▸ **To be done**
Extract each line of the listing below that contains the string "countertop". Treat uppercase and lowercase as different, so match the string only in the case shown.

◇ ◇ ◇ ◇ ◇ ◇ ◇

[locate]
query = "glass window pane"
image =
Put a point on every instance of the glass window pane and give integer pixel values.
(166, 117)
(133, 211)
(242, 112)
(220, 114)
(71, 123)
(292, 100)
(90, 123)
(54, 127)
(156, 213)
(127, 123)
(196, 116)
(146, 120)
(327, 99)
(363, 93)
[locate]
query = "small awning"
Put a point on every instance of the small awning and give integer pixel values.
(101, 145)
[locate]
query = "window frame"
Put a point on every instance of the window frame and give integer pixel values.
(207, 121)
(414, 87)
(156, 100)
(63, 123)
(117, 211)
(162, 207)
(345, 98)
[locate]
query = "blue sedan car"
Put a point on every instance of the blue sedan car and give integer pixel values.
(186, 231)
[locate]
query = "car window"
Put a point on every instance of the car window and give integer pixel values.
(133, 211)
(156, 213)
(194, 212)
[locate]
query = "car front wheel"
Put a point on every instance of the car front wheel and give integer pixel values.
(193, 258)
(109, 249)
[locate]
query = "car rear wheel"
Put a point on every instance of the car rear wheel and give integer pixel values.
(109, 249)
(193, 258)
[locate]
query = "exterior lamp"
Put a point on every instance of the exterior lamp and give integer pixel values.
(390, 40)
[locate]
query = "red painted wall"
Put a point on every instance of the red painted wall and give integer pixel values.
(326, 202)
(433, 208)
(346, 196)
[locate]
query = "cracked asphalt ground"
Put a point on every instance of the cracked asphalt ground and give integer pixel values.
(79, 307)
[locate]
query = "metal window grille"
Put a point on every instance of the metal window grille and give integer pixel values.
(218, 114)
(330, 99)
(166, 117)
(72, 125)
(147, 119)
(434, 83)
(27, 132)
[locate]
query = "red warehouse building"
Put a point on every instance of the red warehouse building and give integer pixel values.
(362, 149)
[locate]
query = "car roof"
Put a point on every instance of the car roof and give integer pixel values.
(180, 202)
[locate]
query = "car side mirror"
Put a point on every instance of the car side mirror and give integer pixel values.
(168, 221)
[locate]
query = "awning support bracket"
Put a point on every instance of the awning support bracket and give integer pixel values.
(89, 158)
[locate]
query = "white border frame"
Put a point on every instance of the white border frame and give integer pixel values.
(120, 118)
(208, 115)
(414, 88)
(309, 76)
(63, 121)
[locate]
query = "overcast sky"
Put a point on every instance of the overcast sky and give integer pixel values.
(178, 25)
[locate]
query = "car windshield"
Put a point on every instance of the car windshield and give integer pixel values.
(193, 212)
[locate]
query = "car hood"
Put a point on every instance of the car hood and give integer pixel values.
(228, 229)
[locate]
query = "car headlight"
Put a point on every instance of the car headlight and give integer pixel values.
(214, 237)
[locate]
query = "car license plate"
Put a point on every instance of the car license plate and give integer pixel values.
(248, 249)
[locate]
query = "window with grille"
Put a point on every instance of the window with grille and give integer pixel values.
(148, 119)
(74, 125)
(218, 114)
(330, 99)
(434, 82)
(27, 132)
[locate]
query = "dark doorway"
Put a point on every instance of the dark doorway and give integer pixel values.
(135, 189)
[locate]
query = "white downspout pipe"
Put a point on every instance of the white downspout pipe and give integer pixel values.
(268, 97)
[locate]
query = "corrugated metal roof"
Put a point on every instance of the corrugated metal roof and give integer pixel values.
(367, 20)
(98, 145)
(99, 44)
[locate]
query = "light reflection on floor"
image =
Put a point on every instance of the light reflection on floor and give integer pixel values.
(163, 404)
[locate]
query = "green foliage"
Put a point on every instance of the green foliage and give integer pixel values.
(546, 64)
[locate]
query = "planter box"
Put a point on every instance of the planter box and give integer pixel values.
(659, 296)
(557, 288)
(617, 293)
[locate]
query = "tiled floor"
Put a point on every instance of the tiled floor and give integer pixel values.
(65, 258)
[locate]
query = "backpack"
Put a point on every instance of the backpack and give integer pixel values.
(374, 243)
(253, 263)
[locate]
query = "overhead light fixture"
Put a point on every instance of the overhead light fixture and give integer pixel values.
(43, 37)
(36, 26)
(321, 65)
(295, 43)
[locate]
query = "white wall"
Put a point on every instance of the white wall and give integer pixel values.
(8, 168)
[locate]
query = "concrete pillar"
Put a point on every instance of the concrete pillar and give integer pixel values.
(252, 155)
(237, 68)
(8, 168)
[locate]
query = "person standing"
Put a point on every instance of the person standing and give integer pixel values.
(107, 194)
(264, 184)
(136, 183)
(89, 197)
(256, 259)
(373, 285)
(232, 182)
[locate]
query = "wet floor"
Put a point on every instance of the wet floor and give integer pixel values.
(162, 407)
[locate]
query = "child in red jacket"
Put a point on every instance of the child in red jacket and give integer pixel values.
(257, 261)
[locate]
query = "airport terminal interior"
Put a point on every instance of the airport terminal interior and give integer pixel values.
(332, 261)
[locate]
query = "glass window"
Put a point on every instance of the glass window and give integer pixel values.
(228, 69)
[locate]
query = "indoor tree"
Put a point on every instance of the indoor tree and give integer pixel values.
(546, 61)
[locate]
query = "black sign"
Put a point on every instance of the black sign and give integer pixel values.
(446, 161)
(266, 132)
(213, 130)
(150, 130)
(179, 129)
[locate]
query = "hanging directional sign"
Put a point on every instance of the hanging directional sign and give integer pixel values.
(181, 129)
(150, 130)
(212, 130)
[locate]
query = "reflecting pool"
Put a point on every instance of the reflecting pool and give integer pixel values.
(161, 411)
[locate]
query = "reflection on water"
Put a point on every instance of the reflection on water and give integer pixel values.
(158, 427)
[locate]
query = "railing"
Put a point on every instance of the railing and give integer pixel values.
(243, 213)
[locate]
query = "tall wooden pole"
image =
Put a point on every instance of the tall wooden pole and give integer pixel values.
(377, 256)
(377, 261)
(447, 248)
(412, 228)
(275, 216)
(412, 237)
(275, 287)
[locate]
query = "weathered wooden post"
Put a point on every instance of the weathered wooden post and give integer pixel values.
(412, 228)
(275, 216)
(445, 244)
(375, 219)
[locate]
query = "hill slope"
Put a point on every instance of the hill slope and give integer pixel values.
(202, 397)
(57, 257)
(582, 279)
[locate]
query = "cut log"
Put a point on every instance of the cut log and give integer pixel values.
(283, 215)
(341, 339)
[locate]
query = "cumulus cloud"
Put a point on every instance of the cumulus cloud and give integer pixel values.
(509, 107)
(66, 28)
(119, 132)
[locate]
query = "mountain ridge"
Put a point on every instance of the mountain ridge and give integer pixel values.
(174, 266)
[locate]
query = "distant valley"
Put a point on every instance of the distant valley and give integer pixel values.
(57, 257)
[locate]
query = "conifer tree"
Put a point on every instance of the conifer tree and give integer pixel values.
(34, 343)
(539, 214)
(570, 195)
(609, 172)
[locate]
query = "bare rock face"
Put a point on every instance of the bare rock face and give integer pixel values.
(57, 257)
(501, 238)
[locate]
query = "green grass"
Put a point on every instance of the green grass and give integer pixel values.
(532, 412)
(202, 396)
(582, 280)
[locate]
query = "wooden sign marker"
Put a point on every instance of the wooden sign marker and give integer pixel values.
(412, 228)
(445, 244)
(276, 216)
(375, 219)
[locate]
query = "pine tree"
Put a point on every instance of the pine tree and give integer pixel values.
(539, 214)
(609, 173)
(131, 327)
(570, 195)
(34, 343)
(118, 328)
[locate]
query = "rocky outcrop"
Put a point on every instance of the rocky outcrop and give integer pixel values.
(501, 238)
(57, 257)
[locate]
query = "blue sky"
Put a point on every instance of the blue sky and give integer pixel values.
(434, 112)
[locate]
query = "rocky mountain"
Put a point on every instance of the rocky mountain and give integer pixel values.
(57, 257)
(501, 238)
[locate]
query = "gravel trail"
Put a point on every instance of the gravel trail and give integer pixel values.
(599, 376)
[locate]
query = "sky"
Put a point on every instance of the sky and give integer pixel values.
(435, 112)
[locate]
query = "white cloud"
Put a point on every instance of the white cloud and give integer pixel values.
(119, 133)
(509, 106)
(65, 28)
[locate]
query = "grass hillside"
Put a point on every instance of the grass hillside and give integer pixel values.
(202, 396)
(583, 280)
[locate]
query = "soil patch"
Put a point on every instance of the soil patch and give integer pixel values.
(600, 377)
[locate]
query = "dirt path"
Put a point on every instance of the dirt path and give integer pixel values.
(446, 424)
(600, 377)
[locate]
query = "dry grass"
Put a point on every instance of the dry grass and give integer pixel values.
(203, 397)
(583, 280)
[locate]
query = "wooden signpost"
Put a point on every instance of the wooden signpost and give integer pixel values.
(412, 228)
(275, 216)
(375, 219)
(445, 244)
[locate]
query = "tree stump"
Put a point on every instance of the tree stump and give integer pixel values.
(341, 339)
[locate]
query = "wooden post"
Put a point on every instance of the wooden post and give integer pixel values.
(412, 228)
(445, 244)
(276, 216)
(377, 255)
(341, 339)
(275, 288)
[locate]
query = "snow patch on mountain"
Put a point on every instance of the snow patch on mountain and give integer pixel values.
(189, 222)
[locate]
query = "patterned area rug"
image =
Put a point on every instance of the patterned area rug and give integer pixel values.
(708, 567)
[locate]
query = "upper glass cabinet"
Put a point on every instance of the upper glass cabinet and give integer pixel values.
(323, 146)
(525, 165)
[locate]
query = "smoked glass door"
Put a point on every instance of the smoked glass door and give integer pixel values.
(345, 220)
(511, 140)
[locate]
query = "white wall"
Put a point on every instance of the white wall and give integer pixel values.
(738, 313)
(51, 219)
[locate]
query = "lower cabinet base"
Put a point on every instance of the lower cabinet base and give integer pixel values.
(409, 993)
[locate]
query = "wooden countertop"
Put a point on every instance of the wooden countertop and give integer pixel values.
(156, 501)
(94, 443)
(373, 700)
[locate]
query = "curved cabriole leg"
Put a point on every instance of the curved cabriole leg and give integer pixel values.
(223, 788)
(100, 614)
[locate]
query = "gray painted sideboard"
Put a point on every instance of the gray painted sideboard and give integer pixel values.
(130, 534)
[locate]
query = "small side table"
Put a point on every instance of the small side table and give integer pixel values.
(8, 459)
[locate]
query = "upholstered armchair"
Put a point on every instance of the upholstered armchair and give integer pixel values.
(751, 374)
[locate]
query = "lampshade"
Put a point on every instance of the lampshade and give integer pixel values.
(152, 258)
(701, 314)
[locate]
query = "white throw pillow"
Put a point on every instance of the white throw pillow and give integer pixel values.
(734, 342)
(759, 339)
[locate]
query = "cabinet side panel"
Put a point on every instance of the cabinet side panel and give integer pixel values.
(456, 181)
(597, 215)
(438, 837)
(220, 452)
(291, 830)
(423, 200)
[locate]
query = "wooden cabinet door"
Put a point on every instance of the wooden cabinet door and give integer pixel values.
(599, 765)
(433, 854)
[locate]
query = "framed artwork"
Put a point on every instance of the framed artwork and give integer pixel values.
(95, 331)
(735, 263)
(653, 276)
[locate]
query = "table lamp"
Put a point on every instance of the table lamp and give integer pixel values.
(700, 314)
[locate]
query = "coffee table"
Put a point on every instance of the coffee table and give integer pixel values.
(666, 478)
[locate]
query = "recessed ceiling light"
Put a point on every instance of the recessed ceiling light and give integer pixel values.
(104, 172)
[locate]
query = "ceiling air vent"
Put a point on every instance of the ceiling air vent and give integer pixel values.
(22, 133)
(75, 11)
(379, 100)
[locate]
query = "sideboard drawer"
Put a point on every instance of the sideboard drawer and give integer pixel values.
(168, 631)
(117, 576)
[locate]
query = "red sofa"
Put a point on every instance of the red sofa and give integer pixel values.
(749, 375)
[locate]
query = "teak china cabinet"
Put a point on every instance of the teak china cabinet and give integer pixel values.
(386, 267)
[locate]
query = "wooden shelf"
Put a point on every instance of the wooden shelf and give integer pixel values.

◇ ◇ ◇ ◇ ◇ ◇ ◇

▸ **Solved exercise**
query = "wooden countertop"
Put a point on every instance of the wooden countertop and give integer pixel values.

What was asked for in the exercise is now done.